▶
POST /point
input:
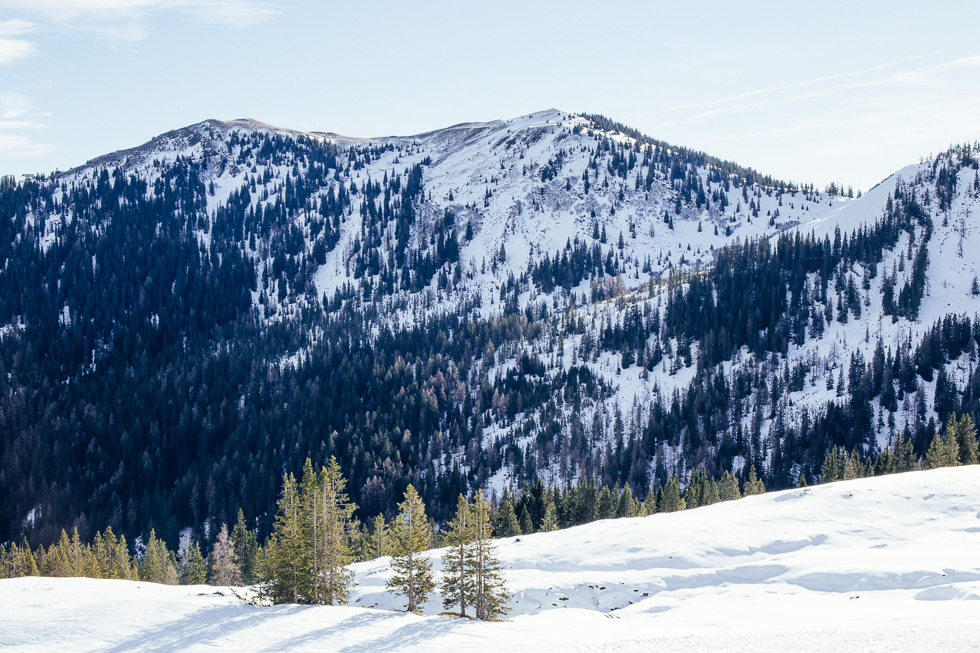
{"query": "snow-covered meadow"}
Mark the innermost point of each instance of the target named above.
(889, 563)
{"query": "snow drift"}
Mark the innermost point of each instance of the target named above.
(889, 563)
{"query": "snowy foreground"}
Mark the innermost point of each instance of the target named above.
(890, 563)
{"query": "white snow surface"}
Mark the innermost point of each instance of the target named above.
(883, 564)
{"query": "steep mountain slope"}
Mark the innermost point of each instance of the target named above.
(554, 296)
(871, 564)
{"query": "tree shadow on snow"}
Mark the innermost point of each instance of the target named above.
(209, 625)
(414, 632)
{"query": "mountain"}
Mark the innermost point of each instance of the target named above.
(553, 297)
(887, 562)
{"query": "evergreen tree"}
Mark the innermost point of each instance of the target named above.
(549, 521)
(244, 542)
(831, 470)
(197, 568)
(286, 558)
(158, 565)
(224, 561)
(411, 571)
(334, 549)
(728, 488)
(649, 505)
(966, 440)
(627, 506)
(378, 537)
(458, 586)
(753, 484)
(506, 524)
(854, 468)
(670, 497)
(489, 595)
(944, 450)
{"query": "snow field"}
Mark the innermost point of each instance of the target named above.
(889, 563)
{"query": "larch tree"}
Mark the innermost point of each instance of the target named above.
(411, 570)
(224, 561)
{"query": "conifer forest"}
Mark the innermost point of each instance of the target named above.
(238, 354)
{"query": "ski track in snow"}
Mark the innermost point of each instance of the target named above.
(880, 564)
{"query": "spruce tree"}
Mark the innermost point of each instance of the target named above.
(670, 497)
(335, 553)
(606, 509)
(411, 570)
(753, 484)
(458, 584)
(378, 545)
(649, 505)
(159, 565)
(944, 450)
(224, 561)
(966, 440)
(245, 545)
(285, 558)
(489, 595)
(728, 488)
(549, 521)
(626, 507)
(506, 524)
(197, 567)
(853, 469)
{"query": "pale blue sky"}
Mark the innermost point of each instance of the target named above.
(814, 92)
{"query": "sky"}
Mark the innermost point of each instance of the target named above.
(808, 92)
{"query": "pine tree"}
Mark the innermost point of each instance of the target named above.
(489, 595)
(411, 571)
(458, 584)
(728, 489)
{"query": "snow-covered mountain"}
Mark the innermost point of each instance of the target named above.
(872, 564)
(508, 301)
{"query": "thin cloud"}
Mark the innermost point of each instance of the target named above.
(823, 87)
(21, 146)
(16, 117)
(774, 89)
(12, 50)
(16, 27)
(124, 19)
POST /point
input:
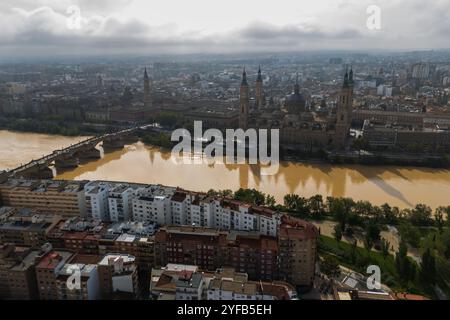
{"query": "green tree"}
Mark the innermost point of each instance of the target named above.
(410, 233)
(330, 266)
(368, 242)
(385, 245)
(420, 215)
(405, 268)
(439, 219)
(316, 205)
(270, 201)
(337, 233)
(428, 268)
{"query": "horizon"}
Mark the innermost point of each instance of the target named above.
(48, 28)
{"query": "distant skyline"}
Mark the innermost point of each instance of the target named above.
(41, 28)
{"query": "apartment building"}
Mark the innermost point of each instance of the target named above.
(176, 282)
(25, 227)
(119, 202)
(65, 198)
(97, 205)
(118, 276)
(78, 279)
(297, 248)
(17, 275)
(47, 271)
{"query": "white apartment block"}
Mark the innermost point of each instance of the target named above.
(153, 209)
(96, 194)
(119, 200)
(161, 205)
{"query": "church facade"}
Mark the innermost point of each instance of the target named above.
(300, 127)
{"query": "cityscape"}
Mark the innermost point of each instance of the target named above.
(190, 161)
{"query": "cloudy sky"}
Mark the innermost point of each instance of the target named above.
(51, 27)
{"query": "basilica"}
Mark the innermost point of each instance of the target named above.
(300, 127)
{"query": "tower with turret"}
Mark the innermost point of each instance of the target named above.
(344, 111)
(147, 90)
(259, 98)
(244, 101)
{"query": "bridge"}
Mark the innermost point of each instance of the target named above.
(70, 157)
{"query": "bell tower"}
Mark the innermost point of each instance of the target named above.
(147, 90)
(259, 99)
(244, 101)
(344, 111)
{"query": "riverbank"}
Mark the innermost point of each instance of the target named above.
(162, 139)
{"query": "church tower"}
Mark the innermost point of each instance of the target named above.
(259, 99)
(243, 102)
(147, 91)
(344, 111)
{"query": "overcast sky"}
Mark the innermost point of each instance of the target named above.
(41, 27)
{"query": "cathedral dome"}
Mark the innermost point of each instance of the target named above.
(295, 102)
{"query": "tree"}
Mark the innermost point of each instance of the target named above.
(405, 268)
(439, 220)
(446, 243)
(270, 201)
(420, 215)
(340, 209)
(315, 204)
(330, 266)
(296, 203)
(411, 234)
(373, 231)
(337, 233)
(385, 245)
(445, 213)
(353, 252)
(368, 242)
(428, 268)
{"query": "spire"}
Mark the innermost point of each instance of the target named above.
(244, 78)
(346, 83)
(351, 76)
(296, 86)
(259, 79)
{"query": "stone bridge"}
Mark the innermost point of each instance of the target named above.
(71, 156)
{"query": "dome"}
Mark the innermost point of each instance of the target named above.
(295, 102)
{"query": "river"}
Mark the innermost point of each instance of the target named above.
(402, 187)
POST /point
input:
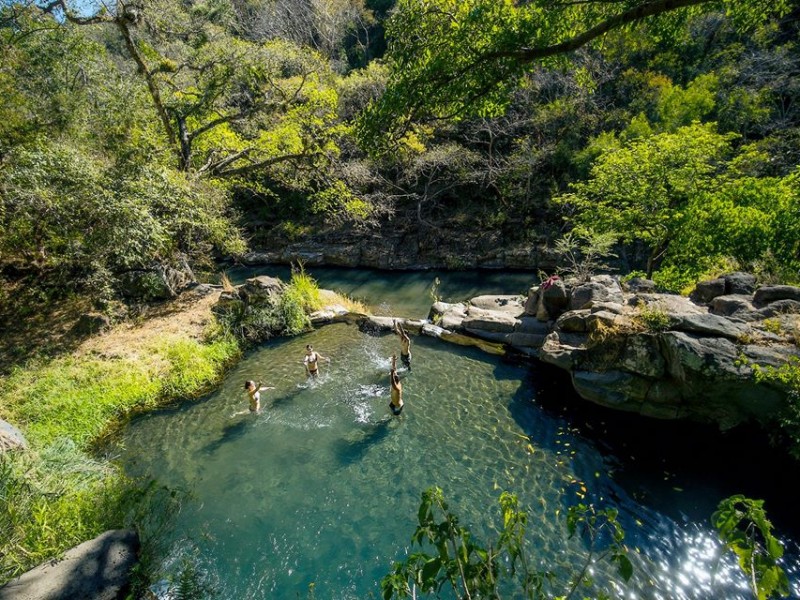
◀
Exercise aim: Count the lines in the rows that contain the string "covered" and give only that number.

In response: 2